Retype the entries exactly; omit all pictures.

-- RECORDS FOR PROCESSING follows --

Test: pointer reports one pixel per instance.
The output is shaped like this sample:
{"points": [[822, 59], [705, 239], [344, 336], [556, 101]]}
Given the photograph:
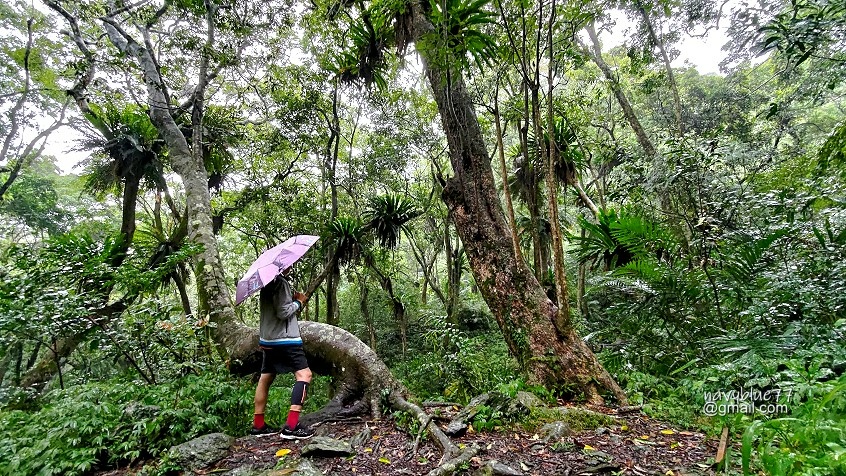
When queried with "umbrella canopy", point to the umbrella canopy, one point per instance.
{"points": [[271, 263]]}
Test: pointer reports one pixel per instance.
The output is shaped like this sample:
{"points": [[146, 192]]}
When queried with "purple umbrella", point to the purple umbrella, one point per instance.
{"points": [[271, 263]]}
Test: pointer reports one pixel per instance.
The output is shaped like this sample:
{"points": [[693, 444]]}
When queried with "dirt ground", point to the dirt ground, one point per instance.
{"points": [[633, 445]]}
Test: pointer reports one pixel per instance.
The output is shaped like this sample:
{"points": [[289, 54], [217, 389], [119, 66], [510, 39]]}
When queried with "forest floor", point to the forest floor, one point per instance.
{"points": [[633, 445]]}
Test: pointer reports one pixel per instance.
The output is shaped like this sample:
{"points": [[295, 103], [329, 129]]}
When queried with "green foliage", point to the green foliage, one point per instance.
{"points": [[460, 33], [575, 418], [388, 216], [456, 366], [808, 442], [806, 28], [117, 422], [348, 235]]}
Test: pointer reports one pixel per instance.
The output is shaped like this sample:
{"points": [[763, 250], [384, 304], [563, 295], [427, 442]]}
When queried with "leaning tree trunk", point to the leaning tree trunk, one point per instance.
{"points": [[556, 358], [364, 384]]}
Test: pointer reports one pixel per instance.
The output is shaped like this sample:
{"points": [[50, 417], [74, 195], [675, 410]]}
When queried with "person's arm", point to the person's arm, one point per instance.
{"points": [[286, 306]]}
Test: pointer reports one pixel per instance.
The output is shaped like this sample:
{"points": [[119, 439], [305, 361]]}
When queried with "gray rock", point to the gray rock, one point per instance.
{"points": [[495, 468], [306, 468], [523, 403], [458, 426], [361, 438], [251, 470], [300, 467], [555, 431], [202, 451], [323, 446]]}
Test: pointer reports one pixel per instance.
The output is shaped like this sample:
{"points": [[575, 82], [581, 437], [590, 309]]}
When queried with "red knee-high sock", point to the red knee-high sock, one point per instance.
{"points": [[293, 419]]}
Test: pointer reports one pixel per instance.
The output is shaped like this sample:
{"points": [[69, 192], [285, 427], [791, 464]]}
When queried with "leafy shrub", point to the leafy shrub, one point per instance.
{"points": [[96, 425], [808, 442], [457, 367]]}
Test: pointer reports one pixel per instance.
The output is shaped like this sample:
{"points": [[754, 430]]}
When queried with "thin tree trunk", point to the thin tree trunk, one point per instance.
{"points": [[562, 320], [666, 63], [531, 185], [211, 281], [509, 207], [364, 304], [625, 105]]}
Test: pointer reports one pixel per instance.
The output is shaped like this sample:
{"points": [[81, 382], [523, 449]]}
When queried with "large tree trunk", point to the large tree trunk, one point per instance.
{"points": [[556, 358], [363, 383], [211, 283]]}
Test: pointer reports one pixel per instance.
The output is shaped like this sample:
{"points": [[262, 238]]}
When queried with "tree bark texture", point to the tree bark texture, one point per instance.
{"points": [[211, 281], [556, 358]]}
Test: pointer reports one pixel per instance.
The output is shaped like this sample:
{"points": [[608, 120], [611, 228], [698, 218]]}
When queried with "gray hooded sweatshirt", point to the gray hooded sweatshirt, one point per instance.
{"points": [[279, 310]]}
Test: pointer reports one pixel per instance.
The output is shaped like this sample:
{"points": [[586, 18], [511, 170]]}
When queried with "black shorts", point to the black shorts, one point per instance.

-- RECORDS FOR PROCESSING concluded --

__SOLUTION BELOW__
Test: pointer reports one pixel per instance.
The output is shaped like this sample:
{"points": [[822, 59], [705, 239], [344, 336], [556, 101]]}
Given the photograph:
When queried with "umbrella canopy", point to the umbrella canopy, one point per instance.
{"points": [[271, 263]]}
Test: pointer reports one pixel per instance.
The output is shaped like this sample:
{"points": [[146, 192]]}
When queried with "purple umbrella", point to the purple umbrella, one point per instance.
{"points": [[271, 263]]}
Test: pointer reports one pixel per instance.
The output is shaped like this sample:
{"points": [[693, 444]]}
When queried with "dirt ground", point to the dirt ground, one point per instance.
{"points": [[633, 445]]}
Test: pointer reports one pixel per instance.
The output is shaped like this sample:
{"points": [[289, 54], [217, 389], [119, 66], [510, 39]]}
When queried with "forest floor", point to the forest floor, one point per instance.
{"points": [[633, 445]]}
Test: pointer reports one pixel per instance.
The output is shaped like this sample:
{"points": [[295, 103], [329, 129]]}
When queried with "green foliage", point to the green foliage, one point per instance.
{"points": [[460, 33], [575, 418], [388, 216], [456, 366], [808, 442], [806, 28], [117, 422], [348, 235]]}
Test: pointer reports one pixel per instance.
The output is shaped like this sample:
{"points": [[763, 250], [384, 304], [563, 295], [427, 442]]}
When queried with "leaning tree trunk", point to the leaning tree trunk, one point per instance.
{"points": [[556, 358], [364, 384]]}
Test: pointer reports one pixel per instance.
The output is shaped like this sample:
{"points": [[50, 417], [74, 195], [675, 410]]}
When queried with "person's arm", point to the person's arm, one point per instance.
{"points": [[286, 306]]}
Test: pointer reports one pixel per instance.
The output is shaped like this sample:
{"points": [[119, 439], [305, 361]]}
When queried with "gray rock", point to the gray rock, one point per instance.
{"points": [[495, 468], [306, 468], [523, 403], [458, 426], [361, 438], [251, 470], [300, 467], [555, 431], [202, 451], [323, 446]]}
Test: pointer reports one pixel per instance.
The output is shaped like this sample:
{"points": [[575, 82], [581, 437], [590, 309]]}
When queried with "red knee-high sock", point to the red knee-high sock, one point per instance.
{"points": [[293, 419]]}
Test: pointer reports one pixel per instance.
The output is shaped like this sample:
{"points": [[69, 192], [285, 427], [791, 464]]}
When queried with "leafy shrub", point to the leafy shrub, one point per instance.
{"points": [[96, 425], [808, 442], [457, 367]]}
Test: pointer reports one pixel per instance.
The output is shaped like this sample:
{"points": [[754, 430]]}
When queried with "thin tree trunk", point to the thin tree trunk, one point per instance.
{"points": [[562, 320], [666, 63], [531, 185], [211, 281], [509, 207], [364, 304], [625, 105]]}
Test: pointer reports one pixel per instance.
The output is shaped like this sample:
{"points": [[81, 382], [523, 449]]}
When queried with "large tree trunk", point to the large tree trunk, one point per instance.
{"points": [[556, 358], [363, 383], [211, 283]]}
Test: pointer reports one pixel per instance.
The output is shaped like this sample:
{"points": [[262, 238]]}
When queried with "tree bark texture", point to the tree bark texture, one point per instance.
{"points": [[211, 281], [556, 358]]}
Test: pointer reports one pixel per instance.
The output is shaped like this sample:
{"points": [[608, 120], [611, 228], [698, 218]]}
When queried with "gray hooded sweatshirt", point to the gray hooded sweatshirt, one point per instance.
{"points": [[279, 310]]}
Test: pointer reports one pixel per instance.
The output is shaped like this sample:
{"points": [[586, 18], [511, 170]]}
When queried with "black shorts", point to the black shorts, one point per instance.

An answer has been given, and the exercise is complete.